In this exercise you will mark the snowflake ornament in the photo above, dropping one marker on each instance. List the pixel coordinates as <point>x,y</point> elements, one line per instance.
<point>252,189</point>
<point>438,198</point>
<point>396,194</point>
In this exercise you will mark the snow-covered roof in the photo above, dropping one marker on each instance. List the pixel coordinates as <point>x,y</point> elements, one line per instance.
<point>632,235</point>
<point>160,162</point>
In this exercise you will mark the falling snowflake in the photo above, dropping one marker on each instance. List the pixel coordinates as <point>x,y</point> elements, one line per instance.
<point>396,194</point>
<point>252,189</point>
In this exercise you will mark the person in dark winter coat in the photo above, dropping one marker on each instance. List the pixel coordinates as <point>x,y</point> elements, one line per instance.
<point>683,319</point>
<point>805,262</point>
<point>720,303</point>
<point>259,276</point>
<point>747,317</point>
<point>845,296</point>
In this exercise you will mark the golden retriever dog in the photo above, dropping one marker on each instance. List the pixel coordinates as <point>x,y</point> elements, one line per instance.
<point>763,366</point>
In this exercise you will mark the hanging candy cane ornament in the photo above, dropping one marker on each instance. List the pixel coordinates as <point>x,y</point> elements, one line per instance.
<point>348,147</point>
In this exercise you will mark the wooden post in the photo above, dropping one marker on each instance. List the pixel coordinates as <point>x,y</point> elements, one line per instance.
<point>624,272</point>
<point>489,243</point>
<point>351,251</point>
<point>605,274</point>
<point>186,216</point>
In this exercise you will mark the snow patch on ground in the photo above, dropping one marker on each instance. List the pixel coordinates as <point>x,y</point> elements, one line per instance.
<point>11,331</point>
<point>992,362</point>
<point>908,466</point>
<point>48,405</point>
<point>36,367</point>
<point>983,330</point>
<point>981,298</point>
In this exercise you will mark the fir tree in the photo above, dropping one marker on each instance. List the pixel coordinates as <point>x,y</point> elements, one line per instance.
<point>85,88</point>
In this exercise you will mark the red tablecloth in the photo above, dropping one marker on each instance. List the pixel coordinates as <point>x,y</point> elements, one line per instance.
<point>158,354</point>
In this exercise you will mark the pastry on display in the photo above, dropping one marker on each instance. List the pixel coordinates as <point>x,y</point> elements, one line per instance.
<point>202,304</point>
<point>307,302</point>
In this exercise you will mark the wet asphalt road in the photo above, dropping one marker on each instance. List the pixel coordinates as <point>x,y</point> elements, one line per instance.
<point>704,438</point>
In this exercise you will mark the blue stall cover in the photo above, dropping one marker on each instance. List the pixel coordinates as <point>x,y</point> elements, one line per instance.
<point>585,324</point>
+ + +
» Do this
Rewrite the records from their first line through the line with "<point>763,366</point>", swapping "exercise" for "activity" and leaving everything else unchanged. Give only those lines.

» Output for this exercise
In this activity you will mark the snowflake ornament in the photo above, dropping one marker on each instance. List the pixel coordinates as <point>x,y</point> elements, one line per instance.
<point>252,189</point>
<point>438,198</point>
<point>396,194</point>
In this activity you will mark the snow-covered roof in the photo above, dropping one marker on each instance. List the pixel coordinates as <point>x,y</point> elements, one line per instance.
<point>632,235</point>
<point>160,162</point>
In this activity you will mark the falling snowflake in the photo above, dropping one marker on each instance. List the pixel coordinates as <point>x,y</point> elements, one line per instance.
<point>396,194</point>
<point>252,189</point>
In this activity you will mark the person in dark winter coat in the photo above, dropping one marker on each instance. List the pixel coordinates as <point>x,y</point> elements, one line per instance.
<point>683,319</point>
<point>805,262</point>
<point>720,303</point>
<point>259,276</point>
<point>747,317</point>
<point>845,296</point>
In this activity you will mark the golden retriever dog in the photo above, dropping one marker on each instance. List the pixel coordinates as <point>x,y</point> elements, one line per instance.
<point>763,366</point>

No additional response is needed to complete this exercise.